DESCRIPTION OF THE TASK
Give back only the lines from the one with "Practice step: identify the sponsor" through the last line of the data, exactly as they appear.

PROVIDED RECORDS
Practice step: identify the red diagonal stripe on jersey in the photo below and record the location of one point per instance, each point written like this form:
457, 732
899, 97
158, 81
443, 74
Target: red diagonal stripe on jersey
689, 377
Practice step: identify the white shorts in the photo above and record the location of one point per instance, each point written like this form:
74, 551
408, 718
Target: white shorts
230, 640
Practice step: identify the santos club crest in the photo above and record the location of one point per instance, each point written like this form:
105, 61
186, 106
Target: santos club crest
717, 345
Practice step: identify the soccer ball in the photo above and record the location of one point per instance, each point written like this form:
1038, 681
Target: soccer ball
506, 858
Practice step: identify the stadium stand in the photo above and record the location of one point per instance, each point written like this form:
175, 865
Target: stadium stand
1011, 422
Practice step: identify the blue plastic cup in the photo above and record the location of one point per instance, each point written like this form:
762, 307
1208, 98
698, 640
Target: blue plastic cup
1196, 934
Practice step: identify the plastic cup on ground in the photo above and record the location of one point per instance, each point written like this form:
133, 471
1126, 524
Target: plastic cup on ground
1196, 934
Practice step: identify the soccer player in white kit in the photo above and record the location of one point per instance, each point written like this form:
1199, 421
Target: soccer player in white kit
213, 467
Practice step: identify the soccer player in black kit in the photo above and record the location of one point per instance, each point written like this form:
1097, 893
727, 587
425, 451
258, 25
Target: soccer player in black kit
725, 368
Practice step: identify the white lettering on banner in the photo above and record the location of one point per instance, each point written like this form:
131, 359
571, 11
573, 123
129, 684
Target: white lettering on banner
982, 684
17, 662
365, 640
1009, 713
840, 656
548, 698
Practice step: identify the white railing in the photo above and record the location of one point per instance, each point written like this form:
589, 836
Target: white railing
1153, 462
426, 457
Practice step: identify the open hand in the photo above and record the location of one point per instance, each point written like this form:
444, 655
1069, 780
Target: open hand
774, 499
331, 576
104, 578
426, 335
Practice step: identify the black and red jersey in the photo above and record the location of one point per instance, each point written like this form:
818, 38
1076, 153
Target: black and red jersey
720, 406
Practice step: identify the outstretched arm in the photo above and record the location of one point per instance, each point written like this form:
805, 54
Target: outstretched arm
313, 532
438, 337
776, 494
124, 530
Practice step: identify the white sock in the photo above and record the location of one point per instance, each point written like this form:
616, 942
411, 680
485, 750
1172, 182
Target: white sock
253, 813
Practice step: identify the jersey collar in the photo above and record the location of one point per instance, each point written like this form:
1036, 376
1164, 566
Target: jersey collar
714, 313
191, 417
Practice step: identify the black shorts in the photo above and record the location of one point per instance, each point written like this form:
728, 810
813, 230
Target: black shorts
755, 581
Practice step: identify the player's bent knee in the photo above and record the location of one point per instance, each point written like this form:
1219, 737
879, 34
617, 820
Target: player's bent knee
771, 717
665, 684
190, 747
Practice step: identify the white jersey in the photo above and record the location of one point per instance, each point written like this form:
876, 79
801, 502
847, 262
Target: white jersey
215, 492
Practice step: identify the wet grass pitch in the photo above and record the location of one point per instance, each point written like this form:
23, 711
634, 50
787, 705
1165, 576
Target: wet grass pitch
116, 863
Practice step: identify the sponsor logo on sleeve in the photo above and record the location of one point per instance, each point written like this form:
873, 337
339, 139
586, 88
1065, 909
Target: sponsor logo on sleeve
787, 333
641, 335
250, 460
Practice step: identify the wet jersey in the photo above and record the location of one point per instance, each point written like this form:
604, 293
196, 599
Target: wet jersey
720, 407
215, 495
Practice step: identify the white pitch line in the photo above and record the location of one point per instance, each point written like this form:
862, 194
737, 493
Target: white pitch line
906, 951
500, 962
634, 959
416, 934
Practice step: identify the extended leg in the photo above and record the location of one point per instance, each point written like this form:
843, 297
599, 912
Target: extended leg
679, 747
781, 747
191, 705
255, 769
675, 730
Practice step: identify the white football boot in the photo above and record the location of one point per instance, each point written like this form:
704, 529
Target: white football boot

TASK RESPONSE
Practice step: identify the sponsor logo on sleeve in the photo above and record the location of one point per instance, each point written like this form:
873, 337
339, 139
586, 88
1065, 909
Target: sponsor logo on sleeve
787, 333
641, 335
250, 460
Practice step: identify the wet jersey in the photo above and record the location of one point per instance, each point written like this form:
604, 293
196, 599
Target: wet jersey
720, 407
215, 495
Practice step: identify the white pitch line in the photo above and record the location of one point per instance, each point written like this form:
862, 194
737, 493
Target: white pitch line
906, 951
500, 962
634, 959
416, 934
Practice step: identify the extended leg in the photo above and record the location of one point per instance, each point written like this form:
843, 297
599, 912
Target: extended leg
679, 747
781, 747
191, 705
255, 769
675, 730
Practice step: identify the white football boot in the photo above and record the location of one point per instance, each point written like this form:
704, 529
Target: white football boot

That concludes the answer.